Text extract:

Ontological Computing

Communications of the ACM, February 2002. Viewpoint column.
 
A project of the Information Design Atelier

 
Felipe Castel
Information Design Atelier
Fort Lauderdale, Florida

 

The general issue of ontologies, viz. ‘How best to structure our concepts for effective computation’, leads more fundamentally to the philosophical issue of ‘Just what is computing?’. In seeking an answer, we will be touring some well-known areas within computer science.

A current issue within information design today is whether we should focus on designing information or on designing interactions [see Nathan Shedroff’s book Interaction Design, 2001]. In other words, should we design experiences or artifacts? Information Design as a field of activity intersects graphics, cognition, communication and computing, and it is a field which is about to bloom as we concentrate ever more on the notion of information.

But let’s get a better grip on the issue by considering it in the more familiar field of HCI. This component filed of computer science has struggled to establish a user-centered design framework over the years, one which considers the needs and the tasks of the users of a system, but yet it cannot [and must not] forsake the challenge of designing artifacts, products that users interact with.

This dynamic that underlies HCI generalizes to computing generally. Is it best to view what we are doing as product development or as process facilitation? The issue is a deep philosophical one, with on one side categorical ontologies of being, and on the other process philosophies a la Whitehead – although the issue goes all the way back to Aristotle and Heraclites, and before that to the wisdom of the venerable Tao Te Ching. In effect, everything can be viewed as thing or as process, depending on the perspective we decide to adopt, according to how we wish to view the phenomenon. The two views are complementary – although each leads to a certain take on the issue.

We can see this in considering information and cognition. The field of AI was built on the notion of artificial cognition – in effect the processing of conceptual elements [structural information tasks]. This very ambition is pursued today in the more trendy field of agent technologies, themselves a nice combination of artifact and process. Indeed, processes that operate on other information artifacts – as does once again all computing. This ties nicely into the traditional consideration of specifications, both structural and functional.

It all brings us back to ontologies and to the core nature of information. Ontologies are but the ways in which we carve up reality in order to understand and process it. Information, that still vague and generally misunderstood concept, is the product of that carving up. It is the representation we make of the world [in all its representational complexity]. It is the model we ascribe to in computing, the structure we create in order to make sense of the world and communicate among ourselves. Information, as must be realized, is functional, artifactual, and designed.

Why is this important? Why is it more than just academic [in the pejorative sense], more than merely an interesting philosophical issue? The crux of the matter in a nutshell is that we are moving away, rapidly and inexorably, from human computing. Computing is spilling out from the confines of user-centeredness, from its human focus.

What’s this? A scenario of robots gone wild, of computing run amuck? No, that is not the intent – although that possibility is seen as becoming ever more real, as seen through the eyes of futurists like Bill Joy [dark clouds on the horizon] or Ray Kursweil [clouds still white, but ever more potent].

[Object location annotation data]

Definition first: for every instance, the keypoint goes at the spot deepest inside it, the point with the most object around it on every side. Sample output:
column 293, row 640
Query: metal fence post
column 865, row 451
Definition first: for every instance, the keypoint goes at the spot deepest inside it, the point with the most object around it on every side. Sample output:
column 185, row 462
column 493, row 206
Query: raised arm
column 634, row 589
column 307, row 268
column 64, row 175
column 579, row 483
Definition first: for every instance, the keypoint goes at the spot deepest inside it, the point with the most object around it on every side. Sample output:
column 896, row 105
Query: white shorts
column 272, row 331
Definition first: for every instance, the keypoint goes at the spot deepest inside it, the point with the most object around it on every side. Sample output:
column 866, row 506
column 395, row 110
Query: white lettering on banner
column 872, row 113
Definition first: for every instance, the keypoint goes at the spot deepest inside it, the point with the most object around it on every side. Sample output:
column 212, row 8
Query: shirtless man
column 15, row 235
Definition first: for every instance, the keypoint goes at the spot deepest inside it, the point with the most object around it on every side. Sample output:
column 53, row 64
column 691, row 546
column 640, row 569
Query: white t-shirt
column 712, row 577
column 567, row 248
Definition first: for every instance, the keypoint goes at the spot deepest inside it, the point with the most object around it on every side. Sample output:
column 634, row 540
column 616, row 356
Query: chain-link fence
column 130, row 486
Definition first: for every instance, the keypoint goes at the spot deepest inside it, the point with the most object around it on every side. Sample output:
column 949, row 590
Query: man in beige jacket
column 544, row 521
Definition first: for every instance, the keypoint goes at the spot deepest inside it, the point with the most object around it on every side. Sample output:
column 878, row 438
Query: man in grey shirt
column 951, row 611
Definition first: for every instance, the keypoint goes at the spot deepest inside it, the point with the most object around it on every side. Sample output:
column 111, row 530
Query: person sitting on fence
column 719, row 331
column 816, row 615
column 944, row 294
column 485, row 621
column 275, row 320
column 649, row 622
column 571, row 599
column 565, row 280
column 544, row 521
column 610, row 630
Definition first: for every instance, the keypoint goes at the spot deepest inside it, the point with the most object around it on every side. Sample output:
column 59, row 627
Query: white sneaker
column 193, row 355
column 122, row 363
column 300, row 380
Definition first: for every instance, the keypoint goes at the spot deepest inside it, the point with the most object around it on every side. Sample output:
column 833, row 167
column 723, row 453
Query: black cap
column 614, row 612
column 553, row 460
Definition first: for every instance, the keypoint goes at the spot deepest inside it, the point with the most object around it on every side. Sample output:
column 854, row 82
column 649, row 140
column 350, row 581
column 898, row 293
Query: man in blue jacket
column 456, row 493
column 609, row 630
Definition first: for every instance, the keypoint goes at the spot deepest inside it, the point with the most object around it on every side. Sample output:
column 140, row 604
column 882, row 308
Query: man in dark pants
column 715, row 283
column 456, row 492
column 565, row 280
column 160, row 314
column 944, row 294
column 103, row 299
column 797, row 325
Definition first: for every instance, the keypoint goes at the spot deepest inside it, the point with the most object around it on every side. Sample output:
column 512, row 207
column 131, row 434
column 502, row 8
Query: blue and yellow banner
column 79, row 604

Jobs:
A – In the essay on ontological computing, what does the author say information is the product of?
B – Extend the essay on ontological computing with a few more paragraphs, picking up right after its final sentence.

Answers to each task:
A – Information is the product of the carving up of reality that ontologies perform.

B –
The land of agents illustrates the trend well. Agents act on behalf of humans but interact not only with humans, but also with other agents as well. A program that initiates a sell of a given stock upon a certain condition acts on behalf of humans but also within a perhaps unforeseen set of circumstances that go beyond human foresight, in effect a context that is larger than the human one.

American HCI has yet to recognize this transformation within computing [see the ACM book Human-Computer Interaction in the New Millennium], as European HCI is beginning to do [xxx], and as we must all do sooner or later as computing continues to expand beyond its traditional user-centered confines.

A new perspective on computing is needed, one that re-centers on processes rather than tasks, and one that examines more closely the nature of information. Continuing references to information theory from mid-century engineering [a la Shannon & Weaver] show starkly just how dinosaurian we are in this respect.

It is important to really come to grips with information architecture – not in terms of system efficiencies or web site navigation, as is often the case, but in terms of designing information for use in computing, communication, and just plain enjoyment within entertainment and the arts.

Information is malleable. Ontologies are man-made frameworks. Computing does not just process information, it commits to a certain representation of information. There is active design going on within this process.

And information is structure, it is organization. Books and documents collect and archive that ‘knowledge’ for later use by others. But yet, the structural view remains diffuse – there is a continuum from data and information to knowledge and even wisdom, but no general scientific agreement on what is what.

These issues become very real as soon as we enter very applied domains like e-learning, for instance. We do design online learning materials for processing at a distance by interested and goal-oriented students. But can we define the learnability of these materials? Or is that too much of a stretch – putting too much emphasis on the artifactual dimension rather than the process one in which learning is traditionally viewed. Sadly enough, learning theory itself is currently felt sorely lacking within the field of instructional design.

And so, the issues continue to draw our attention, even though our ‘just get it done’ attitude generally prevails and we do indeed produce respectable materials and programs, albeit without often understanding why or how they might have been better.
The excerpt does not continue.